### WHAT TO WORK ON:
[1] Quote everything from "We quickly swapped" down to "your own vehicles.?" in the post about the old Jaguar below.
[2] In the post about the old Jaguar below, which part does the writer believe needs to be swapped?

### PROVIDED PASSAGE:

□ □ □ □ □

This morning I buckled my daughter into her seat. I set her backpack on the front passenger seat. Then I climbed into the driver’s seat of my old Jag and turned the key. BRZ-BRZ-BRZ-BRZ-CLK-CLK-CLK-CLK. It wouldn’t start. I believe the alternator needs a swap as the voltmeter in the car typically reads a touch low when I’m driving. And now that finally caught up to me.
We quickly swapped to the Montero, which fired up right away as its clattery V6 awoke with a far-too-cheerful for the morning sort of attitude. Almost as if to tell the Jag to get its shit together.
It’s not surprising that an old Jaguar wouldn’t fire up after I made it sleep outside all night. In fact, it’s almost an expected behavior for a car like this. What are other stereotypical car behaviors you’ve experienced with your own vehicles.?
After 6 years owning the same e39 m5, I’ve checked off most of the items on the ‘if you own it, it will break’ list, including:
Dead pixels on the dash
Dead pixels on the Navi screen
Headlight adjusters
Seat twist
Non retractable rear quarter sunshades
Not bad, really, for a car that is old enough to vote.
Still a must-own-someday car for me … Got to drive one once for 15 minutes and it was everything I hoped it would be.

□ □ □ □ □

Dataset excerpts on object pointing
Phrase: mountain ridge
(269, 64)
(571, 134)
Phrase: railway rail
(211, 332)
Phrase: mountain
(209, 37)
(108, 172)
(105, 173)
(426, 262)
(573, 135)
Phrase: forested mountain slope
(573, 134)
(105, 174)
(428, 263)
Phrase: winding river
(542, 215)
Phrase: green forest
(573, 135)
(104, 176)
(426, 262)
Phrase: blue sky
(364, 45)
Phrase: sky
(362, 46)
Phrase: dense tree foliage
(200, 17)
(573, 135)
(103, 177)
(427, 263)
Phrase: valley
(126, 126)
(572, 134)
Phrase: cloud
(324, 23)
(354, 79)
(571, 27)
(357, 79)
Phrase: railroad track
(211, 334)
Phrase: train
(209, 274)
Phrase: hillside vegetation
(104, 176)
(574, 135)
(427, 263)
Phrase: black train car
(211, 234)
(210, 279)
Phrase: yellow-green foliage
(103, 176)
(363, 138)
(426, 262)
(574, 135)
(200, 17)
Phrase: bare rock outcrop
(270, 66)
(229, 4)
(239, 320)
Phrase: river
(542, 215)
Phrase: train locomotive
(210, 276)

□ □ □ □ □

### TASK-BY-TASK ANSWERS:
[1]
We quickly swapped to the Montero, which fired up right away as its clattery V6 awoke with a far-too-cheerful for the morning sort of attitude. Almost as if to tell the Jag to get its shit together.
It’s not surprising that an old Jaguar wouldn’t fire up after I made it sleep outside all night. In fact, it’s almost an expected behavior for a car like this. What are other stereotypical car behaviors you’ve experienced with your own vehicles.?

[2] The alternator.